**Testo fornito:**

☆ ☆ ☆

L’anno scorso, per la prima edizione di Paris Tribal, i mercanti che si erano impegnati in esposizioni tematiche erano stati ricompensati.



Quest’anno i partecipanti hanno giocato d’anticipo con notevoli sforzi organizzativi; eppure, da un punto di vista commerciale, non è stato un successo per tutti, per quanto, se non l’avessero fatto, «non avremmo venduto così tanto», ammette Olivier Castellano, che si è separato da almeno sei oggetti, tra cui una statua Mumuye della Nigeria. Per Anthony Meyer, che ha venduto soprattutto oggetti eschimesi, «rispetto agli sforzi effettuati dai mercanti, il pubblico non era al livello dell’anno scorso quando c’era stato un vero affollamento». D’altronde il giorno del vernissage il traffico parigino era bloccato da manifestazioni e scioperi.

Alcune gallerie avevano scelto di proporre prezzi ragionevoli, come la parigina Galerie Bacquart che ospitava un’esposizione di serrature africane Bambara provenienti da una collezione privata con prezzi tra gli 800 e i 4.200 euro. Quasi tutti i 19 pezzi sono stati venduti. Altri mercanti avevano schierato l’artiglieria pesante, come l’Entwistle Gallery (Londra/Parigi), che esponeva un impressionante portacrani Agiba (Isola di Goaribari, Papuasia), in precedenza appartenuto ad Arman, proposto in «una fascia di prezzo alta», come dichiarato da Lance Entwistle.

La galleria parigina Alain Bovis ha venduto una maschera del Nepal, mentre Julien Flak (Parigi), molto compiaciuto per aver rivisto i suoi collezionisti più importanti, ha ceduto il suo pezzo d’eccezione, una maschera da danza Yup’ik Eskimo (Alaska) e un cranio inciso daiacco (Borneo), deformato in segno di bellezza (intorno ai 15mila euro). Per Renaud Vanuxem, che ha venduto una maschera Sepik (già nella collezione Allan Stone) e notato un interesse piuttosto marcato per gli oggetti tra i 2 e i 10mila euro, i tre giorni di Paris Tribal nel complesso sono stati «generalmente soddisfacenti».

☆ ☆ ☆

**Dati forniti:**
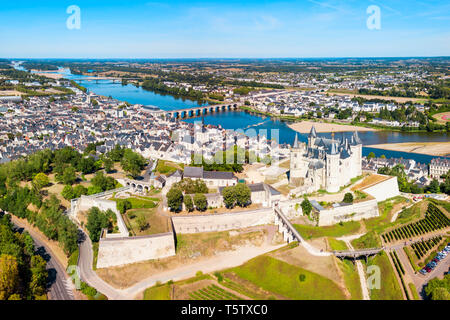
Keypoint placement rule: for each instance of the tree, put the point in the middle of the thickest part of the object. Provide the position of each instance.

☆ ☆ ☆

**Attività da svolgere:**
[1] Elenca tutte le maschere citate nel testo su Paris Tribal, indicando per ciascuna la provenienza quando è riportata.
[2] Rispondi alle seguenti domande basandoti sul testo su Paris Tribal.
(a) In quale fascia di prezzo erano proposte le serrature africane Bambara della Galerie Bacquart?
(b) A chi era appartenuto in precedenza il portacrani Agiba esposto dall'Entwistle Gallery?
(c) Che cosa bloccava il traffico parigino il giorno del vernissage?
[3] Prosegui il testo su Paris Tribal a partire dalla sua ultima frase.

**Risposte per attività:**
[1]
- Una maschera del Nepal
- Una maschera da danza Yup'ik Eskimo (Alaska)
- Una maschera Sepik

[2]
(a) Tra gli 800 e i 4.200 euro.
(b) Ad Arman.
(c) Manifestazioni e scioperi.

[3]
Con l’esposizione «Simboli femminili/emblemi reali» Yasmina Chenoufi della galleria Noir d’Ivoire ha riscontrato autentiche «manifestazioni di stima», ma riconosce che «commercialmente è stato difficile». Ha comunque venduto uno scettro reale Akan Baoulé (Costa d’Avorio). In questa seconda edizione di Paris Tribal sono emerse delle lacune e i mercanti sono decisi ad aggiustare il tiro perché, se la partenza è interessante, l’evento richiede probabilmente sinergie con una mostra di una particolare collezione o con un ciclo di conferenze. Probabilmente servirebbe anche spedire un biglietto di invito comune, realizzare un catalogo e soprattutto far tornare «locomotive» come Alain de Monbrison e Bernard Dulon per «conservare lo spirito di confraternita», come ha fatto notare un partecipante. Ma la manifestazione è giovane, bisogna lasciarle il tempo di assestarsi.